PROBLEM
Leave out every line before the one containing "Target = church steeple", and set down that line and the rest through the end of the listing exactly.

[[ EXCERPTED DATA open ]]

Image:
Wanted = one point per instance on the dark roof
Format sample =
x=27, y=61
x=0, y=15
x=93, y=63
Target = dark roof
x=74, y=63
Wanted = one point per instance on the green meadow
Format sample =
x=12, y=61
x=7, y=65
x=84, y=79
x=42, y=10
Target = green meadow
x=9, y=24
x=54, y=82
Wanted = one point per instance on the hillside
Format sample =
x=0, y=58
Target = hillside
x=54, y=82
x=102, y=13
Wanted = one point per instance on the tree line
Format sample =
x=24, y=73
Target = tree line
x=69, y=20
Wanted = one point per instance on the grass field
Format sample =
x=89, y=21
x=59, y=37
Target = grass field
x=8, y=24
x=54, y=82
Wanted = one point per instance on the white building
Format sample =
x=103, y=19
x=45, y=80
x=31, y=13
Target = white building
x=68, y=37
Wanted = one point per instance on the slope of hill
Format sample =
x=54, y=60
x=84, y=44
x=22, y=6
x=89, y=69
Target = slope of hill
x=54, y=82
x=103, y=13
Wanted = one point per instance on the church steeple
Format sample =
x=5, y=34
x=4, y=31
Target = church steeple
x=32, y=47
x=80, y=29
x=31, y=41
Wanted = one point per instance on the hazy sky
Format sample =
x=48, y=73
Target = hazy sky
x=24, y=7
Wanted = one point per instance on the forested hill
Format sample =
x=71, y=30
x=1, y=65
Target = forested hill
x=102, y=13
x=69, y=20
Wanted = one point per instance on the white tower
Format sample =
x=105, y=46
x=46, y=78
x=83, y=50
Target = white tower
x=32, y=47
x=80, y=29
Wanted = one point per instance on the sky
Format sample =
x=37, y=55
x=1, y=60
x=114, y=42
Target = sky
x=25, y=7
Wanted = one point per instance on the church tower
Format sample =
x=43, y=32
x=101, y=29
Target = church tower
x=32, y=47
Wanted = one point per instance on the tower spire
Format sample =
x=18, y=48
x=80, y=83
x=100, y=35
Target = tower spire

[[ EXCERPTED DATA closed ]]

ANSWER FOR THIS EXERCISE
Target = church steeple
x=32, y=47
x=80, y=29
x=31, y=41
Wanted = one point per instance on the hazy sky
Format sample =
x=48, y=73
Target = hazy sky
x=24, y=7
Wanted = one point per instance on the forested hill
Format sample =
x=71, y=30
x=1, y=65
Target = forested hill
x=102, y=13
x=69, y=20
Wanted = one point per instance on the white tower
Format sample =
x=105, y=46
x=46, y=78
x=83, y=50
Target = white tower
x=32, y=47
x=80, y=29
Wanted = one point per instance on the sky
Format sample =
x=37, y=55
x=1, y=60
x=114, y=42
Target = sky
x=25, y=7
Wanted = one point per instance on the church tower
Format sample =
x=43, y=32
x=101, y=29
Target = church tower
x=32, y=47
Wanted = one point per instance on the tower spire
Format sample =
x=18, y=48
x=80, y=83
x=100, y=35
Target = tower spire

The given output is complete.